** begin **

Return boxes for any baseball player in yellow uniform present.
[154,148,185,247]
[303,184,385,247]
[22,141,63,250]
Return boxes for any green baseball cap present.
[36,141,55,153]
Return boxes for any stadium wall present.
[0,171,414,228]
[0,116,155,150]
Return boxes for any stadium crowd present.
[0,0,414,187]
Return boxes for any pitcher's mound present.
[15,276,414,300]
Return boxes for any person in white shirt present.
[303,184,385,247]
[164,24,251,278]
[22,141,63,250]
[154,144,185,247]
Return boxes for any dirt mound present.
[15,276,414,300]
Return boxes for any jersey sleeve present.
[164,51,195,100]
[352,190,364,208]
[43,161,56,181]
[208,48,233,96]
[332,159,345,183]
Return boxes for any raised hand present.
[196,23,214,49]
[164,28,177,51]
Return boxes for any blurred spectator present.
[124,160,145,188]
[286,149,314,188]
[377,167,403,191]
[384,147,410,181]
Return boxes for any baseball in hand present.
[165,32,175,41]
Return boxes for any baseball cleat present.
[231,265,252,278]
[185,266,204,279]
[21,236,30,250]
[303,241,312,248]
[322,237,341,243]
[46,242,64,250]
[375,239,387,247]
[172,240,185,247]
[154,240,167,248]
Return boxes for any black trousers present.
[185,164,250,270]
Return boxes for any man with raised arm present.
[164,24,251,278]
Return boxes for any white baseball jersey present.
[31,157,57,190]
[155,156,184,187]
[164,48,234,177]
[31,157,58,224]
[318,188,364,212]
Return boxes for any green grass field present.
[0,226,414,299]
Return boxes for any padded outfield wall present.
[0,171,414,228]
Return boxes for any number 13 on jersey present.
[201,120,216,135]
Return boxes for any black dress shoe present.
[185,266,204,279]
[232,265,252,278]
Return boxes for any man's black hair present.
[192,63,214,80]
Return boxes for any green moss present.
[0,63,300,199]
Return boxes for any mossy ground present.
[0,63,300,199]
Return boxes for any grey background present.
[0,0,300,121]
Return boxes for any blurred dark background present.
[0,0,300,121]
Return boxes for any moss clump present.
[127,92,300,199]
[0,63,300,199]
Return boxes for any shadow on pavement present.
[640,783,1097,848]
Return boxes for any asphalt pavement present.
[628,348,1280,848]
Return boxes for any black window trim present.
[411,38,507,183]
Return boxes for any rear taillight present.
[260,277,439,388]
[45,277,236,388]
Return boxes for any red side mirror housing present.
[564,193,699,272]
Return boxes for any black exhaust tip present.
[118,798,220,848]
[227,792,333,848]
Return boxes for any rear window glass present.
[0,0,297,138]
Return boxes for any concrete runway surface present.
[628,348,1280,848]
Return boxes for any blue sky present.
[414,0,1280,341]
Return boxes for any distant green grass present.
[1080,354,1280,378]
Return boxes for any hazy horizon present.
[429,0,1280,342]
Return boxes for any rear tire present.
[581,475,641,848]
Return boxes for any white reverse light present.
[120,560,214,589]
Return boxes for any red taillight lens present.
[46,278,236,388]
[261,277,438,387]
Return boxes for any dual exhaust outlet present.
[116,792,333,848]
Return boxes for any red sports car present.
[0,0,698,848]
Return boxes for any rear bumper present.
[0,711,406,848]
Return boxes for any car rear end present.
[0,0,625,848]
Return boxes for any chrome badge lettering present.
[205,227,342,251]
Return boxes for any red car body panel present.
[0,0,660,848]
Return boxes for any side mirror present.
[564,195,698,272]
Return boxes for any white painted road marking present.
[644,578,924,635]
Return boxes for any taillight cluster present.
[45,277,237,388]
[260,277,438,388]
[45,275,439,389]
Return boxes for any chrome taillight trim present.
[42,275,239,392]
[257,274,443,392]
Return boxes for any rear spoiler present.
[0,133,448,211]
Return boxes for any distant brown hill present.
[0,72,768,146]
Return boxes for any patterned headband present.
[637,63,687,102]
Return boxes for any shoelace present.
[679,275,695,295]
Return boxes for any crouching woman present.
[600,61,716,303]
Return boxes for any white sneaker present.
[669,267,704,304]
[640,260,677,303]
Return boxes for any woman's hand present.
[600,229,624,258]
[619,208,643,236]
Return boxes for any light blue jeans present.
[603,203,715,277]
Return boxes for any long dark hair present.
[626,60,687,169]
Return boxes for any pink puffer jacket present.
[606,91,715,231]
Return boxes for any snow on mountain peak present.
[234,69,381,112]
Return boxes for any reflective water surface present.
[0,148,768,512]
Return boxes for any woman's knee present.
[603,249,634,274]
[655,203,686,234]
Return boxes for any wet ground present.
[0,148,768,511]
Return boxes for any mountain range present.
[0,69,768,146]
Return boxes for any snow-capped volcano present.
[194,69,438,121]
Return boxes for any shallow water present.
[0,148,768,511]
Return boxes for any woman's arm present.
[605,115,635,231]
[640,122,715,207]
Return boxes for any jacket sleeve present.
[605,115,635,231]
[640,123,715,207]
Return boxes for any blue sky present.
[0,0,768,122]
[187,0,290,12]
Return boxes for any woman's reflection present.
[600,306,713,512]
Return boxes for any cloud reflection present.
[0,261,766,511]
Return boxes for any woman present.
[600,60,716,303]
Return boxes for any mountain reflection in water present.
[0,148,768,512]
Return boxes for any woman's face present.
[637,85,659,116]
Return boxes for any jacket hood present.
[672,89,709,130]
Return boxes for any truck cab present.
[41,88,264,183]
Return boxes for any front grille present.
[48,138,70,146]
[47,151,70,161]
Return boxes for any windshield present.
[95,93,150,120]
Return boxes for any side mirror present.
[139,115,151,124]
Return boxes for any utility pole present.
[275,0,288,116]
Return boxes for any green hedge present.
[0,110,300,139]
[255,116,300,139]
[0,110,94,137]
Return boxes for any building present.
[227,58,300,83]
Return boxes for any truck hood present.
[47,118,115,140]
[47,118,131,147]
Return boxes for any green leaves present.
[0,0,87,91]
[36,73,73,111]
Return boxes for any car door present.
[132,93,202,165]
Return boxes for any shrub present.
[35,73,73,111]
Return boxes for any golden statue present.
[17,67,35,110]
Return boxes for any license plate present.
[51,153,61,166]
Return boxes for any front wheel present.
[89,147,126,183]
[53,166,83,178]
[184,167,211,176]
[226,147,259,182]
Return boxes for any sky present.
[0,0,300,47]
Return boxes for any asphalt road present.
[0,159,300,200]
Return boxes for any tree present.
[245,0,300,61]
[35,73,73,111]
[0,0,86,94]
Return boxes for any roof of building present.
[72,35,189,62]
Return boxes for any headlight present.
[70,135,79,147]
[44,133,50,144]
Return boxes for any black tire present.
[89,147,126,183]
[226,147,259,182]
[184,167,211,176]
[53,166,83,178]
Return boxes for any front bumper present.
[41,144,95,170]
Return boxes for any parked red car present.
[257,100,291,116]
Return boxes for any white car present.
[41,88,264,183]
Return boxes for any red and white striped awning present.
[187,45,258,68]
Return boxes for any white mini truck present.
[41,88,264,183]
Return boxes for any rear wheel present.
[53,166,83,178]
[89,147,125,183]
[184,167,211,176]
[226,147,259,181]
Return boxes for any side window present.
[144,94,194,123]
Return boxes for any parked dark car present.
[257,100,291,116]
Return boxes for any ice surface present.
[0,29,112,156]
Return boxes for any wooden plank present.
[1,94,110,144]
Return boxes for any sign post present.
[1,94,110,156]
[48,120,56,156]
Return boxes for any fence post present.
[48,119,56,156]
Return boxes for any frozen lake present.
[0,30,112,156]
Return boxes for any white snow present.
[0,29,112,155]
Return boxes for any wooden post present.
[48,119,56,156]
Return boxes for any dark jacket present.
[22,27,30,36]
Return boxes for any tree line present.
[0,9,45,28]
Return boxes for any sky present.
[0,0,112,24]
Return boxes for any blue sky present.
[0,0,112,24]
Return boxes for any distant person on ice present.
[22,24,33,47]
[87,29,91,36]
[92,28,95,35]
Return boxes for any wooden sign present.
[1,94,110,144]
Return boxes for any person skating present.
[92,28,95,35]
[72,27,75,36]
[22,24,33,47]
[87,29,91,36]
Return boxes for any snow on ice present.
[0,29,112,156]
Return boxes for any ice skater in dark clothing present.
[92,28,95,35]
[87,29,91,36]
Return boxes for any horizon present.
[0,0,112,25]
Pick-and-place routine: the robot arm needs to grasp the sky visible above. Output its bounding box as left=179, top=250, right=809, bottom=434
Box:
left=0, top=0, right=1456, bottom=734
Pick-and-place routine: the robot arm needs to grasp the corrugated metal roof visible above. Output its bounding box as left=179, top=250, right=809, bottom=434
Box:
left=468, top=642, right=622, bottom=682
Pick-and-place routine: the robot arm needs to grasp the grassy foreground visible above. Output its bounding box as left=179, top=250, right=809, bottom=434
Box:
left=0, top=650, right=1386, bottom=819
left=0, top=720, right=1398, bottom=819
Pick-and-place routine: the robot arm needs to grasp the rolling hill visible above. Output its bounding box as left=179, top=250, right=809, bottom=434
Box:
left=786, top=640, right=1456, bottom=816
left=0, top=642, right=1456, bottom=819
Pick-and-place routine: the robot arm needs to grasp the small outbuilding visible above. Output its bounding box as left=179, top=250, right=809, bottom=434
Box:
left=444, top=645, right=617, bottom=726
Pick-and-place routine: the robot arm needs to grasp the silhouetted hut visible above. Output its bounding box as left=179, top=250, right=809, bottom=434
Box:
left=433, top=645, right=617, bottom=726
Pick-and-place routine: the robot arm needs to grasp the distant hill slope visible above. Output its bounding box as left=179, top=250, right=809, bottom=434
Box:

** end **

Please quote the listing from its very first line through the line holding "[164,28,177,51]", both ends included, reproducing each line unchanged.

Reply:
Return boxes for any baseball player in yellow uniform present.
[154,148,185,247]
[303,184,385,247]
[22,141,63,250]
Return boxes for any green baseball cap present.
[36,141,55,153]
Return boxes for any stadium wall present.
[0,171,414,228]
[0,116,155,150]
Return boxes for any stadium crowd present.
[0,0,414,187]
Return boxes for any pitcher's mound present.
[15,276,414,300]
Return boxes for any person in white shirt present.
[303,184,385,247]
[164,24,251,278]
[22,141,63,250]
[154,144,185,247]
Return boxes for any dirt mound present.
[15,276,414,300]
Return boxes for any jersey sleeve present.
[164,51,195,100]
[352,190,364,208]
[43,161,56,181]
[208,48,233,96]
[332,159,345,183]
Return boxes for any raised hand present.
[196,23,214,49]
[164,28,177,51]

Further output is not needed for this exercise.